▶ **SHORT TASK**: Rewrite the stretch of rows below from the line containing "tag black shoulder panel" through the end of the rows as a numbered list, with both ends included and blank lines left out.

Bounding box annotation entries
- - - -

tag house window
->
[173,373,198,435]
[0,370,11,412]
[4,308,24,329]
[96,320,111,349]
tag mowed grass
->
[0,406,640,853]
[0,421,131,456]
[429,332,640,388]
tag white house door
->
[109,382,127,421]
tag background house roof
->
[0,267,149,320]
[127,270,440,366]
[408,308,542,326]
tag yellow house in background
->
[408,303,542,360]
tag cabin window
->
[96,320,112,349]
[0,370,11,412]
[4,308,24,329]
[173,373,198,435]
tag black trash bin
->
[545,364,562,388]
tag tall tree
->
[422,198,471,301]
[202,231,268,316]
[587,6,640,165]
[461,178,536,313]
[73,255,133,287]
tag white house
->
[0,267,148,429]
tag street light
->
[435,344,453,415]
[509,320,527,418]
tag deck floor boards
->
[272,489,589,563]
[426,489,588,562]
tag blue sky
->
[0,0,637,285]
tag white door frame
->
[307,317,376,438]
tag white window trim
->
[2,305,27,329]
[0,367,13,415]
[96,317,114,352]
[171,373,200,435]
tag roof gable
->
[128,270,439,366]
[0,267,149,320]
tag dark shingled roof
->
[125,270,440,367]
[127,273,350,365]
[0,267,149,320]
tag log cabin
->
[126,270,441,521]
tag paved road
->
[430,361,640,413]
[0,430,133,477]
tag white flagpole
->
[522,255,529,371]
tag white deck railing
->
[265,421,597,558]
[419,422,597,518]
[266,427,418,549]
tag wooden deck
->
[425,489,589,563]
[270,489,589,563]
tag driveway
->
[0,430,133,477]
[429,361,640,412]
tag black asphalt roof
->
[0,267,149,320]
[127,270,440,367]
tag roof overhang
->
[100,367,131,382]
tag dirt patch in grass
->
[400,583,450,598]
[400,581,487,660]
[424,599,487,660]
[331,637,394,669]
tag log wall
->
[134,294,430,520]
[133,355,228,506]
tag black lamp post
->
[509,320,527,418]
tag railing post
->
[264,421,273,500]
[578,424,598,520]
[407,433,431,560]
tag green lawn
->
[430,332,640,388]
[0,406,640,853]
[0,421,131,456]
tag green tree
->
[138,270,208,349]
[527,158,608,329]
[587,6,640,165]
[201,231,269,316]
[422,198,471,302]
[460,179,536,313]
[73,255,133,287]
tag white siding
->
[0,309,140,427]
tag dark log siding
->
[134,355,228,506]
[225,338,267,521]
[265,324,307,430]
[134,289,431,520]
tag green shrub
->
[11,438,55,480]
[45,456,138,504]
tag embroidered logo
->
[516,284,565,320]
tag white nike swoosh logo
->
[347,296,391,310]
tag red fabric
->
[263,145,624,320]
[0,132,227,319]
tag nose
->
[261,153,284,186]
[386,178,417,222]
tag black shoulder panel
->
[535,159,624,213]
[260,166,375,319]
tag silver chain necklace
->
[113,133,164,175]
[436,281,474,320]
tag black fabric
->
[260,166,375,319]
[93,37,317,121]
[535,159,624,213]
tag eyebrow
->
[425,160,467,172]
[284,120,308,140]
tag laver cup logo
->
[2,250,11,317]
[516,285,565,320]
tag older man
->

- - - -

▶ **TASK RESPONSE**:
1. tag black shoulder panel
2. ->
3. [535,159,624,213]
4. [260,166,375,319]
5. tag silver chain necklace
6. ->
7. [113,133,164,175]
8. [436,281,474,320]
9. tag black fabric
10. ->
11. [260,166,375,319]
12. [93,37,317,121]
13. [535,159,624,213]
14. tag eyebrow
15. ->
16. [425,160,467,172]
17. [284,120,308,140]
18. tag laver cup logo
19. ->
20. [2,250,11,317]
21. [516,285,565,320]
22. tag older man
23. ->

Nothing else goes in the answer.